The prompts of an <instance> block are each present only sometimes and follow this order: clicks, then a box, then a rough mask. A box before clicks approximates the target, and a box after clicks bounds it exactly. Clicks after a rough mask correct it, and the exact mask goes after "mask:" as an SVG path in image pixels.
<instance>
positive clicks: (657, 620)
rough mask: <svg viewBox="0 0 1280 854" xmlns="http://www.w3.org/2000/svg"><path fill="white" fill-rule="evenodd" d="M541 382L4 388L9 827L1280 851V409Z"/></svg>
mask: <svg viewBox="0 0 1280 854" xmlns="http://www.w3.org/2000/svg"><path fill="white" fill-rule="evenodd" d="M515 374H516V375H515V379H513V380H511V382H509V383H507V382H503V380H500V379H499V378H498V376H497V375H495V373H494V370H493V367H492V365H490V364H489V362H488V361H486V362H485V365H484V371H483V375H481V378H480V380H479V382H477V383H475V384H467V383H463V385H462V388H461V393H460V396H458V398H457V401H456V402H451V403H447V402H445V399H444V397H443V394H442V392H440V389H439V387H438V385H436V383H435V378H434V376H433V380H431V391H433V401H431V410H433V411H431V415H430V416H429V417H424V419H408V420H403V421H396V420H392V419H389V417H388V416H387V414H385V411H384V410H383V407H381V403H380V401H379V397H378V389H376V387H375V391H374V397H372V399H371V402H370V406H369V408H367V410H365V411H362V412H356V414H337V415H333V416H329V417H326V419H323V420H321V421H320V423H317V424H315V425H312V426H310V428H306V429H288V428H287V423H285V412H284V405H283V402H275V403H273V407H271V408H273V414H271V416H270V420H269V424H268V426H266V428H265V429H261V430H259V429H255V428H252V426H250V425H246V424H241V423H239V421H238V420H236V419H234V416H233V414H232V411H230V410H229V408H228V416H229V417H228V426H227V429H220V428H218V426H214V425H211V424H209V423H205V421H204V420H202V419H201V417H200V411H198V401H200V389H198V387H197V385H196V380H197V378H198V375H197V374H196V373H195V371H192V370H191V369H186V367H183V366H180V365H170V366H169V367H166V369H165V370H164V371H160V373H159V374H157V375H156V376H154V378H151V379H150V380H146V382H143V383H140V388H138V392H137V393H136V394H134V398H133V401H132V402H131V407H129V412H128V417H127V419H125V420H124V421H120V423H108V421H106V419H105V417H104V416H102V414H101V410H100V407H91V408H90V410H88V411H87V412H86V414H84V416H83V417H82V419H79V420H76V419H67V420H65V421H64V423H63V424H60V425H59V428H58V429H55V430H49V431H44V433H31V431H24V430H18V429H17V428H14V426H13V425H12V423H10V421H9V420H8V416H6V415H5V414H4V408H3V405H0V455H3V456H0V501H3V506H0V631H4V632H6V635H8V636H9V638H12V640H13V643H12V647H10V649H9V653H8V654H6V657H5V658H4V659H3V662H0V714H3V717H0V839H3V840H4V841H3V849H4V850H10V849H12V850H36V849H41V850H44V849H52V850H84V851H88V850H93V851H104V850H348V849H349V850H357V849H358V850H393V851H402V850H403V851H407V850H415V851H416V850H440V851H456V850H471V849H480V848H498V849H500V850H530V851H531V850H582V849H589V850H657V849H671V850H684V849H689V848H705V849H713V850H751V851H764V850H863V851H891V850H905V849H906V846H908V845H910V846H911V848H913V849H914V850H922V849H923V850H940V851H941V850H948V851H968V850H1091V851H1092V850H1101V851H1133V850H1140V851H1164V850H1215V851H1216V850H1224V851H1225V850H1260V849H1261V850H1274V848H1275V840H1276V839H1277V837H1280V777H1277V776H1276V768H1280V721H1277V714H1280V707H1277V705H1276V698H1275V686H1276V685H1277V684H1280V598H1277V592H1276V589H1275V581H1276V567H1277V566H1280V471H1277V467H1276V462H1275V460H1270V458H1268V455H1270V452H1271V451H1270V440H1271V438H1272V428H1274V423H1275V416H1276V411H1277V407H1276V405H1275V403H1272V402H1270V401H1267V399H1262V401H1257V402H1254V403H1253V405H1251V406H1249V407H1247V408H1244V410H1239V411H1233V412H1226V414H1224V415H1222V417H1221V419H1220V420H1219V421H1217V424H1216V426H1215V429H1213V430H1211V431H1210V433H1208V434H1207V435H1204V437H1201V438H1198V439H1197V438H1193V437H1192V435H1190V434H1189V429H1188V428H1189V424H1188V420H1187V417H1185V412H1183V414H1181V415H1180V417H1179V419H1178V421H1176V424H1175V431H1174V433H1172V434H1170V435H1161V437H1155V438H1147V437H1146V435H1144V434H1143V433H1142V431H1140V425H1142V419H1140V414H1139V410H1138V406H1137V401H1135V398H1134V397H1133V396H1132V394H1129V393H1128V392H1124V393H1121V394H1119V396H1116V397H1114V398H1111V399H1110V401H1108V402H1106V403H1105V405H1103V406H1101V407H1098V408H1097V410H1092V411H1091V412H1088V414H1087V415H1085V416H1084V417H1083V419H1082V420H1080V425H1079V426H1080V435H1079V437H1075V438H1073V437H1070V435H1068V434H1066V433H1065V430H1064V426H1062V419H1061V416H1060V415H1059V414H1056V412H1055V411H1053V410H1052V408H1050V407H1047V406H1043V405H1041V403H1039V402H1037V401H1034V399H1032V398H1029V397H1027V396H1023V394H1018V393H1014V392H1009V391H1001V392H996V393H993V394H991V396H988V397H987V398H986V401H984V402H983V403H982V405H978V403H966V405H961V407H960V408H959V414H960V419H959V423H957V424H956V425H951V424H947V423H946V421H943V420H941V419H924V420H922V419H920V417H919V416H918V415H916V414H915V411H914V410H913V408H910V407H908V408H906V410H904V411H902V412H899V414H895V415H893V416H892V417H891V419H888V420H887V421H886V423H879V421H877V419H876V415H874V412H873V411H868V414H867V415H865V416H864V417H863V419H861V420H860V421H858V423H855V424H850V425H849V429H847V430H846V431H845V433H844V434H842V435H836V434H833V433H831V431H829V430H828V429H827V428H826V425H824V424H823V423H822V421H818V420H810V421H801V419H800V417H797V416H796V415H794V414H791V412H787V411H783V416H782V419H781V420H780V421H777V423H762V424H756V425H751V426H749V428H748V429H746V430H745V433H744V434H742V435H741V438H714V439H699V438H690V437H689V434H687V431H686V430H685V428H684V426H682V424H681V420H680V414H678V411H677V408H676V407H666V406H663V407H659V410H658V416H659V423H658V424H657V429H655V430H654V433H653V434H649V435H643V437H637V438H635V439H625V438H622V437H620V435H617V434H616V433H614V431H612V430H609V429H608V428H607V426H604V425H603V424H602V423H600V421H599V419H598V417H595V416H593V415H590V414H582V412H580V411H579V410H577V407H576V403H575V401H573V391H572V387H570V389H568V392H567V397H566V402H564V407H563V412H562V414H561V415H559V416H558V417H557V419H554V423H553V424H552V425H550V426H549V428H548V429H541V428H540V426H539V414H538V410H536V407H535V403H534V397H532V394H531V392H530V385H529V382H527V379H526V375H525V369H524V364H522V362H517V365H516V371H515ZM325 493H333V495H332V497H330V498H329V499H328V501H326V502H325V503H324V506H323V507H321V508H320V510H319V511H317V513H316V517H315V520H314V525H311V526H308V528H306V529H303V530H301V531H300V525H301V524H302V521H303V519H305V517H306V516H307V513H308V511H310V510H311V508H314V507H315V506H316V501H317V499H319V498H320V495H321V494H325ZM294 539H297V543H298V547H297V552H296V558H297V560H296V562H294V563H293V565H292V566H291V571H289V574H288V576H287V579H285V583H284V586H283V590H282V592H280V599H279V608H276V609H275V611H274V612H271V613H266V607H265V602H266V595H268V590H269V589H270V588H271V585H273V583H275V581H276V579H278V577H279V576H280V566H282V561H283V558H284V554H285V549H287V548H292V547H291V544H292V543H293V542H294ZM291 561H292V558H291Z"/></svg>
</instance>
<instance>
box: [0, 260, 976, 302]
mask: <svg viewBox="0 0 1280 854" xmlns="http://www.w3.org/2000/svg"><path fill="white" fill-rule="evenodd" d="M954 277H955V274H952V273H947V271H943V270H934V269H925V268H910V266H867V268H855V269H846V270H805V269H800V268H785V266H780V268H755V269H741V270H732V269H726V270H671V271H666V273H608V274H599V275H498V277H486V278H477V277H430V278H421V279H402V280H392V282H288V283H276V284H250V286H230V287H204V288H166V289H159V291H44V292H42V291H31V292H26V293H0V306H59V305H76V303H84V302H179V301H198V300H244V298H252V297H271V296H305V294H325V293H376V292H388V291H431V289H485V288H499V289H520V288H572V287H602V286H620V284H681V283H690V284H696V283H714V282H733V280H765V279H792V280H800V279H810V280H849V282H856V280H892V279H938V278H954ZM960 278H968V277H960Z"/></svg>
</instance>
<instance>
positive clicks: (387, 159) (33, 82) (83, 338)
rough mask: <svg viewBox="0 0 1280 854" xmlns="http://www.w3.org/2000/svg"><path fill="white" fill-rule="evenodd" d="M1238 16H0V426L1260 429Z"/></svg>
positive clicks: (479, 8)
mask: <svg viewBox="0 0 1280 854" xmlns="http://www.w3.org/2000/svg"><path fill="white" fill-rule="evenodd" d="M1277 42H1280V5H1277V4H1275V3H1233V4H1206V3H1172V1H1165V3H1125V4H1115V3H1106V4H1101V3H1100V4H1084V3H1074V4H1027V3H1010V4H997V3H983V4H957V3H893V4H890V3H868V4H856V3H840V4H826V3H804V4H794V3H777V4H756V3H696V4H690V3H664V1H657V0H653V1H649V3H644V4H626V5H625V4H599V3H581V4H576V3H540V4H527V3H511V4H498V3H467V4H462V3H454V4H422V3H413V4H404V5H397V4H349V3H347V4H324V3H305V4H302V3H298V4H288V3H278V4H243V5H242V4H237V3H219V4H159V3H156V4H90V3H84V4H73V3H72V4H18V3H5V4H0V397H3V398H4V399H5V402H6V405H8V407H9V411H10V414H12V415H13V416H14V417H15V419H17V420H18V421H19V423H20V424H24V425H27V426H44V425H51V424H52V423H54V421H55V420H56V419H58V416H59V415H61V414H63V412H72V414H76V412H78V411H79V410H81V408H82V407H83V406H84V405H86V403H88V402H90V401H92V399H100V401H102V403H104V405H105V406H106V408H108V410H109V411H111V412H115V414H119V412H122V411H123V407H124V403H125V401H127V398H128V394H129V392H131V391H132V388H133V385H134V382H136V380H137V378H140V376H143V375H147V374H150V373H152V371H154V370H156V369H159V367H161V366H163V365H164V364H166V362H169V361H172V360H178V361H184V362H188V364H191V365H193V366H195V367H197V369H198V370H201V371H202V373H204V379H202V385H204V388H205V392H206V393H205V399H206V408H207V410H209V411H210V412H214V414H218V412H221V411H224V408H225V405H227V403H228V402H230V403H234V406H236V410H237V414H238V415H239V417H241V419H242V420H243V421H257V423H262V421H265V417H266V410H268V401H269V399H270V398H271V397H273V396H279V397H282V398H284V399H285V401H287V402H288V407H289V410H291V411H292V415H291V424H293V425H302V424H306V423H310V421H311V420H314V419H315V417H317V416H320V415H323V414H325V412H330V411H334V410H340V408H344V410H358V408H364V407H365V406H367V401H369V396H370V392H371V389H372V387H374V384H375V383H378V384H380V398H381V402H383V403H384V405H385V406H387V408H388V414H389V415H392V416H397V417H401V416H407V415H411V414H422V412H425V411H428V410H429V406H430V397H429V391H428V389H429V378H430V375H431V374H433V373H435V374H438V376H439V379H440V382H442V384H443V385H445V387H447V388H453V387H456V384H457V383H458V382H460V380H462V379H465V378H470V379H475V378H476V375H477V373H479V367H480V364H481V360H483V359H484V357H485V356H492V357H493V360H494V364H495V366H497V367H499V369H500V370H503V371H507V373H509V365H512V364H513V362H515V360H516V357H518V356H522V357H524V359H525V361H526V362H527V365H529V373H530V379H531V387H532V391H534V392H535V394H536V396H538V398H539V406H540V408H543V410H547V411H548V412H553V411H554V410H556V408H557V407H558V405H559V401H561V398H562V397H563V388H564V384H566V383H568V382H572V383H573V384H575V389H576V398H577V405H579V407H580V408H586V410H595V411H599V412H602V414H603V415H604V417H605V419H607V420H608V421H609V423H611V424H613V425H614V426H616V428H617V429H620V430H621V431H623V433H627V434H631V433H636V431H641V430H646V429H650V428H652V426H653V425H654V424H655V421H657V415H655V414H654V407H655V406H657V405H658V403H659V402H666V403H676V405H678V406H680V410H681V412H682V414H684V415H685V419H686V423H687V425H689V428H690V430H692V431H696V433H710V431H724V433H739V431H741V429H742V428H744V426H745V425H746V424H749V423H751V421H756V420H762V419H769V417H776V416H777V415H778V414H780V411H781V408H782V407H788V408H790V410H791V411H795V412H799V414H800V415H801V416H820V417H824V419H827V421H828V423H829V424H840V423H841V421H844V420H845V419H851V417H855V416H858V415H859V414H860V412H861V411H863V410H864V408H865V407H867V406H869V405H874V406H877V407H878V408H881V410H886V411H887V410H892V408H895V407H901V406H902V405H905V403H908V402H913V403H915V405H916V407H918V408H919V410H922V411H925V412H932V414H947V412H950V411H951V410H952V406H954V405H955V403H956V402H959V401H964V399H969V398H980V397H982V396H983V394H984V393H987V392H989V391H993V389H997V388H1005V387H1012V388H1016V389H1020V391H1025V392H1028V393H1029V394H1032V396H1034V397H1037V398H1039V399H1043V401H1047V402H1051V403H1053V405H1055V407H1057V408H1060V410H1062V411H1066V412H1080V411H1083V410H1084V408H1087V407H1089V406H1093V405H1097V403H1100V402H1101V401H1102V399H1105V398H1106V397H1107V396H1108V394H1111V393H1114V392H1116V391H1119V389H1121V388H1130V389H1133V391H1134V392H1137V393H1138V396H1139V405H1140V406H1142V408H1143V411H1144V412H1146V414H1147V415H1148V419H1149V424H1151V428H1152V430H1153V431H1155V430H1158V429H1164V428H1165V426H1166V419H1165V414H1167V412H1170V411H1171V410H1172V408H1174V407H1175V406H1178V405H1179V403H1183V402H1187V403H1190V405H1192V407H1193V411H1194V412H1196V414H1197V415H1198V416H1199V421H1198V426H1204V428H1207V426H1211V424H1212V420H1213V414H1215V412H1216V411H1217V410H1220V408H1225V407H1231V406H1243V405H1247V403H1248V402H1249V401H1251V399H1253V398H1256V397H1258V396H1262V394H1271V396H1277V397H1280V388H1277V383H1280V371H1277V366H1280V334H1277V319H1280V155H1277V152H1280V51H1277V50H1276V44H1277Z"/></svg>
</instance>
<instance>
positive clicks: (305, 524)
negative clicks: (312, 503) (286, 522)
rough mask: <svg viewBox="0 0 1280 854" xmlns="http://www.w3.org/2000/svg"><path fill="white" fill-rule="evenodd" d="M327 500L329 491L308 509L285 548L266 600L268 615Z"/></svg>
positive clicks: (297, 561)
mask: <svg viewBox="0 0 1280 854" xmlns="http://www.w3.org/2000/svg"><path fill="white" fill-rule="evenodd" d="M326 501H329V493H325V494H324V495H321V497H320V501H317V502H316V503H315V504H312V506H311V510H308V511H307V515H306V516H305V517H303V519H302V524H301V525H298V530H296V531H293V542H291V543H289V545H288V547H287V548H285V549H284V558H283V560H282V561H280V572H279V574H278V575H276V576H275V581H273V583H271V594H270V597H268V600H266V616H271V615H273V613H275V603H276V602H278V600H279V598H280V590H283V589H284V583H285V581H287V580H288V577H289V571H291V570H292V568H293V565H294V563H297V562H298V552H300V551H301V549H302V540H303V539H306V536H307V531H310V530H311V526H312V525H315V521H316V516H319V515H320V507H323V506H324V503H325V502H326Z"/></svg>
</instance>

::::

● Exercise goal: Arrange everything from the start of the rows down to the line containing "382L4 388L9 827L1280" as a numbered list, leaving out blank lines.

● Result of this exercise:
1. The prompts of an <instance> block are each present only sometimes and follow this order: clicks, then a box, then a rough mask. A box before clicks approximates the target, and a box after clicks bounds it exactly. Clicks after a rough mask correct it, and the exact mask goes after "mask:" as an SVG path in image pixels.
2. <instance>
3. positive clicks: (657, 620)
4. rough mask: <svg viewBox="0 0 1280 854" xmlns="http://www.w3.org/2000/svg"><path fill="white" fill-rule="evenodd" d="M541 382L4 388L9 827L1280 851V409Z"/></svg>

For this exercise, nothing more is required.